▸ **TASKS FOR THIS EXERCISE**
1. In the piston discussion, why can hypereutectic pistons be run with tighter skirt clearances than standard alloys?
2. Transcribe everything in the piston discussion from "The pistons I" down to "the high side.".

▸ **SOURCE DOCUMENT**
>>>>>

The pistons I have chosen are hyp-u-tec. And come with a choice of two different ring thicknesses. 1/16, 1/16, 3/16. And 5/64, 5/64, 3/16 . What I was wondering is if the thicker rings add more stability as well? Or do the narrower set leave more distance to the top of the piston. I may have to remove some to stay within safe quench, since these pistons 1.433" are .008" above 9" and 5.7 rods are supposedly 5.703" in reality. My deck is also .0015" below zero on one side and .001" above on the other. With a .040 gasket looks like I'll have to take off some .008" and adjust chamber size or take some out of the dish on the high side.
Fun Wow!!
Thoughts ?
Hyperutectic pistons can be run with tighter skirt clearances than standard alloys because they don't expand and contract as much with temperature change. Since the tighter clearance reduces piston rocking around the pin it will let you run an off set pin piston closer to .035 squish/quench clearance without risking banging the piston into the head. For a street engine this is tighter than I like but not a disaster. You can use multiple layers of standard head gaskets to adjust their thicknesses to dial in the squish/quench clearance. For example always run multiple head gaskets to adjust the thickness. A set of 3 .015 inch gaskets would give .045 inch minus your lowest cut deck of .00015 under 9 inches would leave a .0435 Squish/Quench clearance. Or you can stack a couple .015s and .019 to get .049. This eliminates having to surface the pistons to get clearance and results in pretty close to the magic .040 minimum clearance on a street engine. Essentially you're building your own MLS gasket, this is good because it provides greater conformity with the gasketed surfaces than does a one piece shim style gasket.

<<<<<

▸ **ROWS**
>>>>>

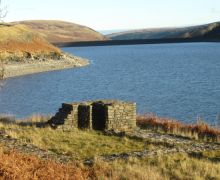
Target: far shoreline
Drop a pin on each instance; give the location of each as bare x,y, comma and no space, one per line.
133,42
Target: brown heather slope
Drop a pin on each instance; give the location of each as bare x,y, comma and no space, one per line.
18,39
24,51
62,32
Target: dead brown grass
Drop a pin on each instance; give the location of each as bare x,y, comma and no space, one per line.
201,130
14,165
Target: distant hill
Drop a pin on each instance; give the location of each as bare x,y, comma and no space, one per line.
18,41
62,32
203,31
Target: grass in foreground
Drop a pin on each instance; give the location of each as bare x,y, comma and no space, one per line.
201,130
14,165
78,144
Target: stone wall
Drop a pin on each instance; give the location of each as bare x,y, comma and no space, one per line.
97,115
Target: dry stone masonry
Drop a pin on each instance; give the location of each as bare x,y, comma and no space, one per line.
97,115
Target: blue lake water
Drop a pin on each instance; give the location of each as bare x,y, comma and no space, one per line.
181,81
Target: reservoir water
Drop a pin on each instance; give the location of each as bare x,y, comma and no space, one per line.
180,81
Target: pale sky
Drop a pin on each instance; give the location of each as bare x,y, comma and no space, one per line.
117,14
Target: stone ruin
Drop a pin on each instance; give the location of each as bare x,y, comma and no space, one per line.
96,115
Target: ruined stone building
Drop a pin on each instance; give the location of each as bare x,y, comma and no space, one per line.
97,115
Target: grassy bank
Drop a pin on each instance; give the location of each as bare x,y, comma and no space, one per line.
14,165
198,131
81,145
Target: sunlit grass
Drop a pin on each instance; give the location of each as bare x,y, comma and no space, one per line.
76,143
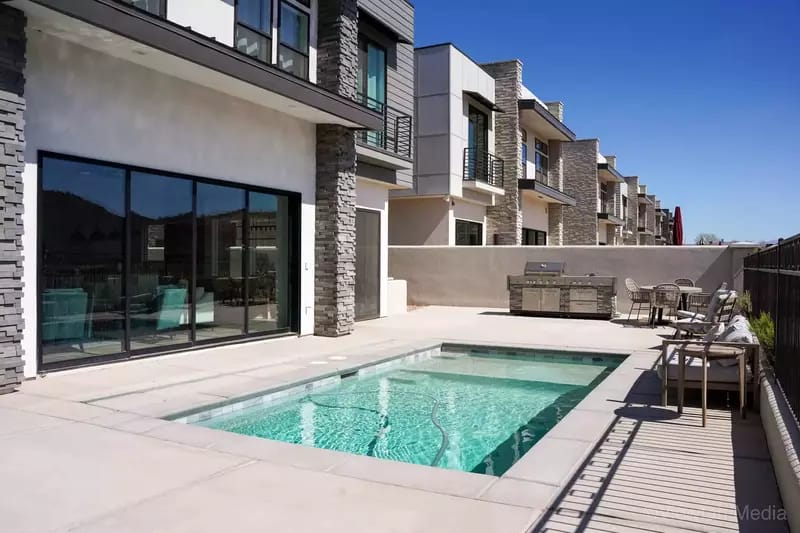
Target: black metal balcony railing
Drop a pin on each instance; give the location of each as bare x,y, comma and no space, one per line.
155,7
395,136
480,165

<<<<<

▸ **SOLVED TASKS**
1. They don't expand and contract as much with temperature change.

2.
The pistons I have chosen are hyp-u-tec. And come with a choice of two different ring thicknesses. 1/16, 1/16, 3/16. And 5/64, 5/64, 3/16 . What I was wondering is if the thicker rings add more stability as well? Or do the narrower set leave more distance to the top of the piston. I may have to remove some to stay within safe quench, since these pistons 1.433" are .008" above 9" and 5.7 rods are supposedly 5.703" in reality. My deck is also .0015" below zero on one side and .001" above on the other. With a .040 gasket looks like I'll have to take off some .008" and adjust chamber size or take some out of the dish on the high side.